> [Page extract]:
Synplicity, a leading provider of advanced EDA solutions for programmable logic, addresses the shortcomings of conventional EDA technology with what Synplicity believes is the first and only physical synthesis tool designed specifically for PLDs, Amplify Physical Optimizer. The Amplify tool combines innovative new physical optimization technology with the production-proven logic synthesis algorithms of Synplicity's Synplify® synthesis environment, tuned over the years specifically for PLDs. The Amplify tool consists of a hierarchical optimization engine that leverages topology and placement knowledge to produce significantly improved netlist results after physical optimization synthesis. Advanced optimization techniques, embedded intelligence specific to PLD architectures and high productivity features such as an intuitive graphical user interface (GUI) are key aspects of the Amplify environment that help designers achieve the highest performance possible in short design cycles.





Figure 3: Traditional Flow vs. Amplify Physical Optimizer Flow

### **RT-Level Optimization Solves the Timing Estimation Problem**

Using physical constraint information based on RTL objects, the Amplify tool optimizes a design for performance during synthesis and is designed to eliminate iterations and timing estimation inaccuracies of traditional flows. Amplify Physical Optimizer leverages the designer's knowledge of the circuit and familiarity with post-compiled RTL blocks to create a set of physical constraints rapidly at a higher level of abstraction. Instead of globally applying these constraints to a design, the Amplify software uses its knowledge of PLD architectures to more predictably estimate timing within defined physical regions (for Xilinx Virtex devices) or rows/megalabs (for Altera Flex / APEX devices). With this physical information, the Amplify tool derives more accurate timing estimations and uses them to perform additional optimization techniques during synthesis, producing a more highly optimized circuit in fewer iterations.

> [Prompt A]: In the extract on Amplify Physical Optimizer, which synthesis environment provides the logic synthesis algorithms that the tool combines with its new physical optimization technology?
> [Prompt B]: Return every line of the records that contains the word "flower".
The records bear no relation to the extract on Amplify Physical Optimizer.

> [Data rows]:
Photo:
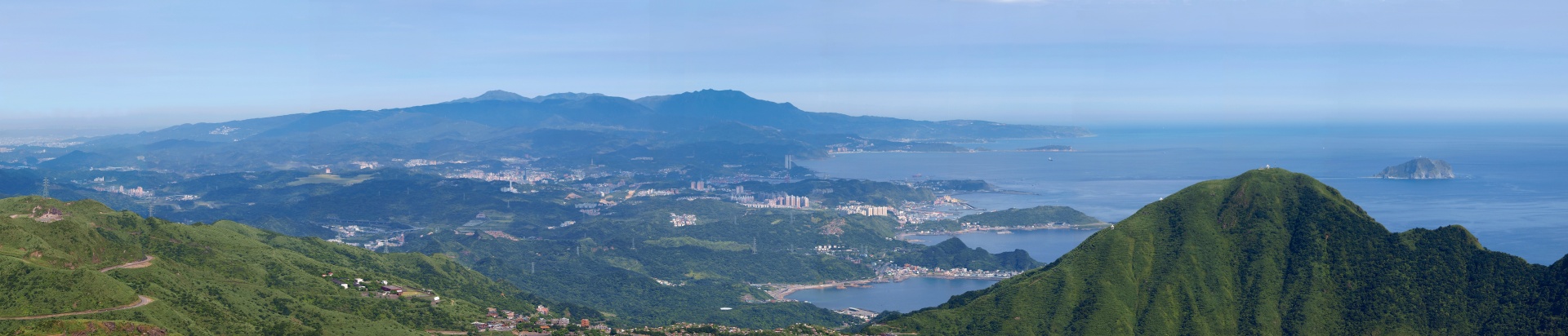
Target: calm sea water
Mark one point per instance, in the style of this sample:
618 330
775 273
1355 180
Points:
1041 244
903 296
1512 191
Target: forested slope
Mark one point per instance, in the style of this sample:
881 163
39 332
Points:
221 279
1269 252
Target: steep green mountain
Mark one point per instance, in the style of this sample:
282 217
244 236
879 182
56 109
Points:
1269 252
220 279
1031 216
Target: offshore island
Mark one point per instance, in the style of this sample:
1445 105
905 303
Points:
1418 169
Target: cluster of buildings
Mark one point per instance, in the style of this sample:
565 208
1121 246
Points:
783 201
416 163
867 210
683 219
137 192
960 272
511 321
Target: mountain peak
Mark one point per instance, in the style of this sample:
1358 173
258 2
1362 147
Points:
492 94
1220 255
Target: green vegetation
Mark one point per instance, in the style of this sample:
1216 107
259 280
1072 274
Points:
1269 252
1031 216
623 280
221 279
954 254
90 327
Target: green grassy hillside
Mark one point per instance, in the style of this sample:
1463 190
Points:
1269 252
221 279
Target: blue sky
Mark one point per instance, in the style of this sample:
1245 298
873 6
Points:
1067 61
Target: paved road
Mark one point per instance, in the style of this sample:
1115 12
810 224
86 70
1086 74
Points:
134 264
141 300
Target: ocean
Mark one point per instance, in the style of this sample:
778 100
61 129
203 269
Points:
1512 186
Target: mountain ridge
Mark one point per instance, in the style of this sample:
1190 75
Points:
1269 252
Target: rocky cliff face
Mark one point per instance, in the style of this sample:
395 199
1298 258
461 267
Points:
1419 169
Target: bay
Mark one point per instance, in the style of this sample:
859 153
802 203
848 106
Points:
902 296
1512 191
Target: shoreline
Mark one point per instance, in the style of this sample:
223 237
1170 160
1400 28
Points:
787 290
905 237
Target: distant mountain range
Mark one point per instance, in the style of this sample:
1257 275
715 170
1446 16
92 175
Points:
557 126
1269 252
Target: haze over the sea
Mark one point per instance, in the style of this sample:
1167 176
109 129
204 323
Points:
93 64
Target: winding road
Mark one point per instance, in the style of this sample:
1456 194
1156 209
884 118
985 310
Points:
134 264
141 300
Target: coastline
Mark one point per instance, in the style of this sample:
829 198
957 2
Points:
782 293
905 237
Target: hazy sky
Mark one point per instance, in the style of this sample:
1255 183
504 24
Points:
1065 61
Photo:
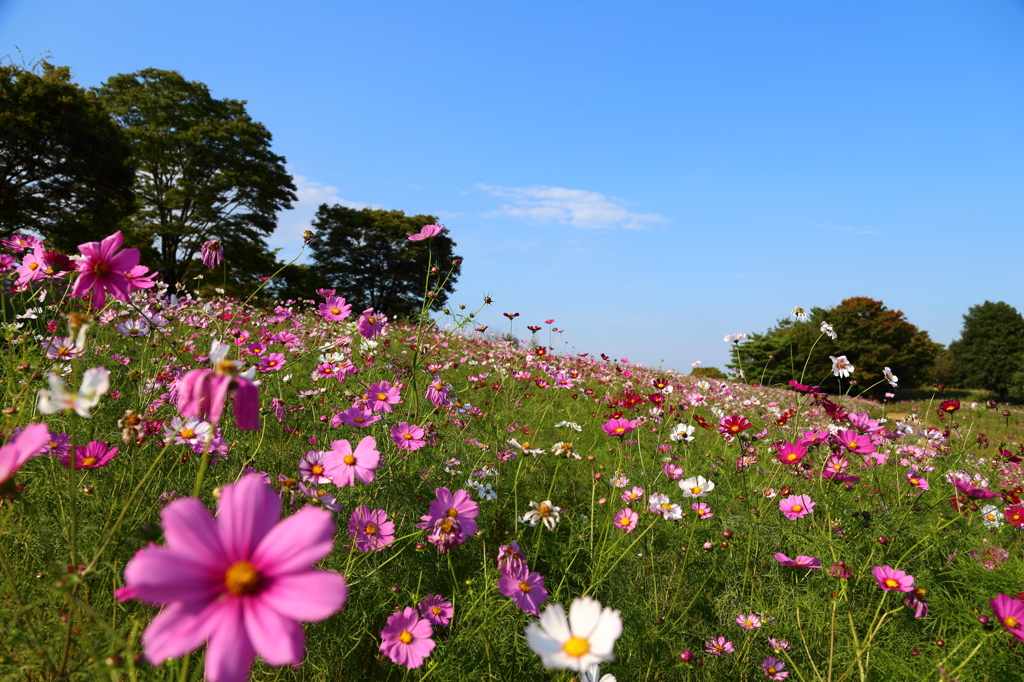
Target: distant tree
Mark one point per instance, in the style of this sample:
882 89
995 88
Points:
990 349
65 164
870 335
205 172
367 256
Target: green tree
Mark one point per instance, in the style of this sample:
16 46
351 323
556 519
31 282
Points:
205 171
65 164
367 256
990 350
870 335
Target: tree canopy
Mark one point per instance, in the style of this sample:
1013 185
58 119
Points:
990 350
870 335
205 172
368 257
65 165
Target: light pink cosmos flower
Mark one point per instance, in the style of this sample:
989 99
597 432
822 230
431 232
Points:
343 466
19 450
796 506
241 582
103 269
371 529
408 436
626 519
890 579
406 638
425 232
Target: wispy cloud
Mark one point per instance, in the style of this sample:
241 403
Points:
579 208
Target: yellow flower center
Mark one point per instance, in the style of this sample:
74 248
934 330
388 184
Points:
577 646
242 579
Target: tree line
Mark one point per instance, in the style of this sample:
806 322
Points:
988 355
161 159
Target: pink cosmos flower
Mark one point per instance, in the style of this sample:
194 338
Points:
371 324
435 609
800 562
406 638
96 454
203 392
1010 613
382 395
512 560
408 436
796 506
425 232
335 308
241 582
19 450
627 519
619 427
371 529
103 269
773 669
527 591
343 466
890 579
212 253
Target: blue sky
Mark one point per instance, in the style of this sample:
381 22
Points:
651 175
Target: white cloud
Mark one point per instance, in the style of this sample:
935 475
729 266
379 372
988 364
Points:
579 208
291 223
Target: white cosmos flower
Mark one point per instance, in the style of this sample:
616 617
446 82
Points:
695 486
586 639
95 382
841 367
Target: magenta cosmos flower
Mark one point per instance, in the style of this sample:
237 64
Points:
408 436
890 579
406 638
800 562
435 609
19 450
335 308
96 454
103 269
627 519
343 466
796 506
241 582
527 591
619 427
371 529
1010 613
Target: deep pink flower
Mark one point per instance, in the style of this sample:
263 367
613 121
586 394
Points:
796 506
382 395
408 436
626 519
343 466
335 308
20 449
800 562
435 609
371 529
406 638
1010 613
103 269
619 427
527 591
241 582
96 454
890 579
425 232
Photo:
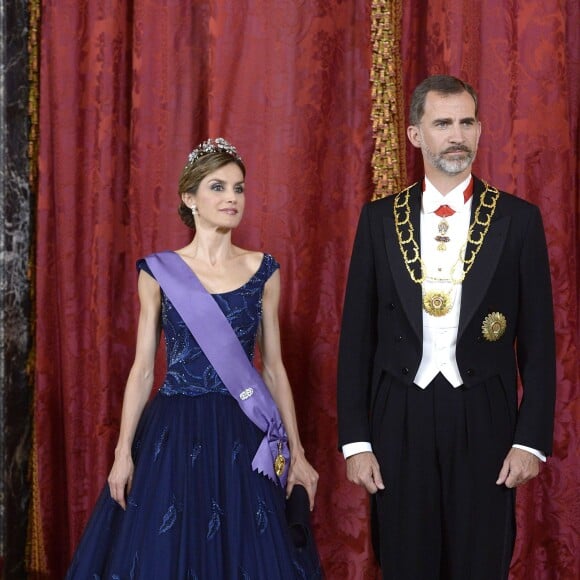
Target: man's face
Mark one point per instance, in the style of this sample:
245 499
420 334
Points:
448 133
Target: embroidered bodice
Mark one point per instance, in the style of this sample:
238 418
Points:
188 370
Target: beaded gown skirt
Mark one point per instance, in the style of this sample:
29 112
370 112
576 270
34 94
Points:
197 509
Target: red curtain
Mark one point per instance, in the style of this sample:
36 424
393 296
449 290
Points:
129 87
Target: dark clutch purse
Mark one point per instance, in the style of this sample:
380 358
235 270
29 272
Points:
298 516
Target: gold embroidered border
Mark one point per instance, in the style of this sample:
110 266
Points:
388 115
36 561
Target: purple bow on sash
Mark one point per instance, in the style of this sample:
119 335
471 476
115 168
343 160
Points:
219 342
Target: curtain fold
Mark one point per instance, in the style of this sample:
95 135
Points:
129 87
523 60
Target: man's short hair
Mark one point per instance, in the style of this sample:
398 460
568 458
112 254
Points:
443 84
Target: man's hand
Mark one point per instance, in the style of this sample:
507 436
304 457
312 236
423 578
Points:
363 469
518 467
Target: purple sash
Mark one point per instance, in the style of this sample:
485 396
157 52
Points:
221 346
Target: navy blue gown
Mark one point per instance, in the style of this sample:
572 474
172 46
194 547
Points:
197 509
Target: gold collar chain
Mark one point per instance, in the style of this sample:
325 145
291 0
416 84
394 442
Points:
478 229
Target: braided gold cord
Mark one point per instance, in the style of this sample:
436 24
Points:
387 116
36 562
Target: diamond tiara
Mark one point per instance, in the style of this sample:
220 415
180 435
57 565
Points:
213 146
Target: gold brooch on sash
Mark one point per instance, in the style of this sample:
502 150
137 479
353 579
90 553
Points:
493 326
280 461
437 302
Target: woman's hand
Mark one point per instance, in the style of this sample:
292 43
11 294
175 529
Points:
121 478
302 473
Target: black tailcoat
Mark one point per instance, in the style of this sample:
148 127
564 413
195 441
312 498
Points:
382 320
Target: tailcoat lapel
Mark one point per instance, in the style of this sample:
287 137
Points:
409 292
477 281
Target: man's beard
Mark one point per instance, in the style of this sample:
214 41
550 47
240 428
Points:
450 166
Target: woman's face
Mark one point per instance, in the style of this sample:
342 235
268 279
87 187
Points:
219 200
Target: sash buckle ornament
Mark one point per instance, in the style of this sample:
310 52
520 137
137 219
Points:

> [Expected output A]: Synplicity's Synplify® synthesis environment.

> [Expected output B]:
Target: light pink cosmos flower
Target: yellow flower center
Target: pink cosmos flower
Target: white cosmos flower
Target: magenta cosmos flower
Target: deep pink flower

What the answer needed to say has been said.